Please quote the League of Legends article below in full, word for word.

READING TEXT

** Start **

Recently, I started playing League of Legends, a free online game based off of Defense of the Ancients. Without getting into too much detail, players team up in groups of five to traverse to the other side of a map and destroy the opposing team's base. Although there are many obstacles along the way, your primary concern is avoiding battle against the other team in which you are overpowered. It doesn't take much of an imagination to see that you are pretty screwed are all by yourself in the corner of the map and the entire opposing team converges on your position.
All other things being equal, the general idea here is that you only want to engage in team battles where you can expect to break even if not be favored to win. That means you want to gather more of your teammates together before a battle than your opponents do. But your opponents know this too and will counteract accordingly. This I-know-that-you-know-that-I-know business can get out of hand fairly quickly, so I put together a video to describe the interaction and find the game's equilibria. I want you to watch it and consider how it relates to the 8-4 queues on Magic Online:
So we see that there are two reasonable strategies to take: you either bring your entire team to the fight or you just avoid the fight altogether. Both are reasonable strategies, and we see both being used in practice within the game.
But that is not the subject of this article. Right now, I want to investigate why people even bother with the 8-4 queues. Unfortunately, I do not have the answer—just some theories, and I want to present them to the community and hear your feedback on them so we can figure out what really going on here.

** End **

MATERIAL SUPPLIED

** Start **

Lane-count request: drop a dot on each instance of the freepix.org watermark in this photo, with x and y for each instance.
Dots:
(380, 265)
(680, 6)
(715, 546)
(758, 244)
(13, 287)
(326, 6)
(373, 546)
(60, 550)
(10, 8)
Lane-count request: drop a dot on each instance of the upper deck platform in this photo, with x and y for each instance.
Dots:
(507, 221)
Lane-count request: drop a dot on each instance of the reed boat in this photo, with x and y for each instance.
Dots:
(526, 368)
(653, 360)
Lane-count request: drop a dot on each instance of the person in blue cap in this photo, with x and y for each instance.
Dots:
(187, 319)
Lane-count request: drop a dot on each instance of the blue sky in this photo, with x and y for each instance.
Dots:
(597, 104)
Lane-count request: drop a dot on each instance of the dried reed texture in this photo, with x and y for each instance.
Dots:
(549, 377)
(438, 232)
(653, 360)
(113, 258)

** End **

EXERCISE RESPONSE
Recently, I started playing League of Legends, a free online game based off of Defense of the Ancients. Without getting into too much detail, players team up in groups of five to traverse to the other side of a map and destroy the opposing team's base. Although there are many obstacles along the way, your primary concern is avoiding battle against the other team in which you are overpowered. It doesn't take much of an imagination to see that you are pretty screwed are all by yourself in the corner of the map and the entire opposing team converges on your position.
All other things being equal, the general idea here is that you only want to engage in team battles where you can expect to break even if not be favored to win. That means you want to gather more of your teammates together before a battle than your opponents do. But your opponents know this too and will counteract accordingly. This I-know-that-you-know-that-I-know business can get out of hand fairly quickly, so I put together a video to describe the interaction and find the game's equilibria. I want you to watch it and consider how it relates to the 8-4 queues on Magic Online:
So we see that there are two reasonable strategies to take: you either bring your entire team to the fight or you just avoid the fight altogether. Both are reasonable strategies, and we see both being used in practice within the game.
But that is not the subject of this article. Right now, I want to investigate why people even bother with the 8-4 queues. Unfortunately, I do not have the answer—just some theories, and I want to present them to the community and hear your feedback on them so we can figure out what really going on here.